-- Start of Given records --

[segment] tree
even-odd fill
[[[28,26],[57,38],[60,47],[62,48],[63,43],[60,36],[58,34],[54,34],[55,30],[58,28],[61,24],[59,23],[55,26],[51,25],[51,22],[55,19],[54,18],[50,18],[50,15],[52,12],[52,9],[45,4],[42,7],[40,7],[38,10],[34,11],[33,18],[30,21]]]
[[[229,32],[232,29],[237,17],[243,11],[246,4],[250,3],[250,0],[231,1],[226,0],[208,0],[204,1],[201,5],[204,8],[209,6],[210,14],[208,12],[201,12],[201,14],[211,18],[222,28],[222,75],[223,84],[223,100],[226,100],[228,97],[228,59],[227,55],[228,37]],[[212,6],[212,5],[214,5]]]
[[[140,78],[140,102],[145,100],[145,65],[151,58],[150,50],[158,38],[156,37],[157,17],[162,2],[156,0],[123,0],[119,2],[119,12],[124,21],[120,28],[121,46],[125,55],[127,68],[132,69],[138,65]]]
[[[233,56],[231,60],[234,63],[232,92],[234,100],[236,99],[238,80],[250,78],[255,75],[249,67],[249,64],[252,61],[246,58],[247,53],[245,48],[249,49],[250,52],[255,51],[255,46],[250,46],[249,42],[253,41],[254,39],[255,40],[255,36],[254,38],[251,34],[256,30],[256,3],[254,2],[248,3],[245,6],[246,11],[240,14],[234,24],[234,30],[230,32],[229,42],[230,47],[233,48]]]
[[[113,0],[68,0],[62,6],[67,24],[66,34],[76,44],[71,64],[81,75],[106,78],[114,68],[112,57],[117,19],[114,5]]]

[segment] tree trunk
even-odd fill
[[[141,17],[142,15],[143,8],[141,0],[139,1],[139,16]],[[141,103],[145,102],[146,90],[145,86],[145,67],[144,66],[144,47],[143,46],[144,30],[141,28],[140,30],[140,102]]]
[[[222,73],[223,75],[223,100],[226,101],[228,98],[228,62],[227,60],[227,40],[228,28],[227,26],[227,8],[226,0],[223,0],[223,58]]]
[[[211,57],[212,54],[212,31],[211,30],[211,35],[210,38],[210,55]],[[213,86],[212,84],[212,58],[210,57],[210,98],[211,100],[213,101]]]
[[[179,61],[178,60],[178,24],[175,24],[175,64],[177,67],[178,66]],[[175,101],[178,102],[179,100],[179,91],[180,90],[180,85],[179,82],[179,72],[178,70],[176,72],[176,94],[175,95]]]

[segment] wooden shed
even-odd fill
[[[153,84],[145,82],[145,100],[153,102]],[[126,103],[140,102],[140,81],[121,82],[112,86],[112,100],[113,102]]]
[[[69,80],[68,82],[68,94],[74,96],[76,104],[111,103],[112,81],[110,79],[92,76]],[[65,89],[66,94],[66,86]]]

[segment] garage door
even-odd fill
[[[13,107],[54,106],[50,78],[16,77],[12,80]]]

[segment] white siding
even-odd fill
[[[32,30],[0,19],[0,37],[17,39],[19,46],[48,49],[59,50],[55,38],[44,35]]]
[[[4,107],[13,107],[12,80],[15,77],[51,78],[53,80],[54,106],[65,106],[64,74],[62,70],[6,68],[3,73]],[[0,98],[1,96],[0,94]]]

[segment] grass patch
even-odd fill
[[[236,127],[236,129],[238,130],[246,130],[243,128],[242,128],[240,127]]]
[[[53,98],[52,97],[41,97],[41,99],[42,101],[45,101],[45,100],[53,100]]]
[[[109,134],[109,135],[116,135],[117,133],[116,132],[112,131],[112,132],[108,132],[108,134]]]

-- End of Given records --

§ Task details
Reproduce the records verbatim from their first line through the line that contains "[[[13,107],[54,106],[50,78],[16,77],[12,80]]]", including that line.

§ Answer to the problem
[segment] tree
even-odd fill
[[[28,26],[57,38],[60,47],[62,48],[63,43],[60,36],[58,34],[54,34],[55,30],[58,28],[61,24],[59,23],[55,26],[51,25],[51,22],[55,19],[54,18],[50,18],[50,15],[52,12],[52,9],[45,4],[42,7],[40,7],[38,10],[34,11],[33,18],[30,21]]]
[[[229,32],[232,29],[237,17],[243,11],[246,4],[250,3],[250,0],[231,1],[226,0],[208,0],[204,1],[201,5],[204,8],[209,6],[210,14],[208,12],[201,12],[201,14],[211,18],[222,28],[222,75],[223,84],[223,100],[226,100],[228,97],[228,59],[227,55],[228,37]],[[212,6],[212,5],[214,5]]]
[[[140,78],[140,102],[145,100],[145,65],[151,58],[150,50],[158,38],[156,37],[157,17],[162,2],[156,0],[123,0],[119,2],[119,12],[124,21],[120,28],[121,46],[125,55],[127,68],[132,69],[138,65]]]
[[[233,56],[231,60],[234,63],[232,92],[234,100],[236,99],[238,80],[250,78],[255,75],[249,67],[249,64],[252,61],[246,58],[247,53],[245,48],[249,49],[250,52],[255,51],[255,46],[250,46],[249,42],[253,41],[254,39],[255,40],[255,36],[254,38],[251,34],[256,30],[256,3],[254,2],[248,3],[245,6],[246,11],[240,14],[234,24],[234,30],[230,32],[229,42],[230,47],[233,48]]]
[[[113,0],[68,0],[62,6],[67,24],[66,34],[76,44],[71,64],[81,75],[106,78],[114,68],[112,57],[117,19],[114,5]]]

[segment] tree trunk
even-odd fill
[[[141,17],[142,15],[143,8],[141,0],[139,1],[139,16]],[[141,103],[145,102],[146,90],[145,86],[145,67],[144,66],[144,47],[143,46],[144,30],[141,28],[140,30],[140,102]]]
[[[222,73],[223,75],[223,100],[226,101],[228,98],[228,62],[227,60],[227,40],[228,28],[227,26],[227,8],[226,0],[223,0],[223,58]]]
[[[211,57],[212,54],[212,31],[211,30],[211,35],[210,38],[210,55]],[[213,86],[212,84],[212,58],[210,57],[210,98],[211,100],[213,101]]]
[[[179,61],[178,60],[178,24],[175,24],[175,64],[177,67],[178,66]],[[175,101],[178,102],[179,100],[179,91],[180,90],[180,85],[179,82],[179,72],[178,70],[176,72],[176,94],[175,95]]]

[segment] wooden shed
even-odd fill
[[[153,84],[145,82],[145,100],[153,102]],[[126,103],[140,102],[140,81],[121,82],[112,86],[112,100],[113,102]]]
[[[69,80],[68,82],[68,94],[74,96],[76,104],[111,103],[112,81],[110,79],[92,76]],[[65,89],[66,94],[66,86]]]

[segment] garage door
even-odd fill
[[[13,107],[54,106],[50,78],[16,77],[12,80]]]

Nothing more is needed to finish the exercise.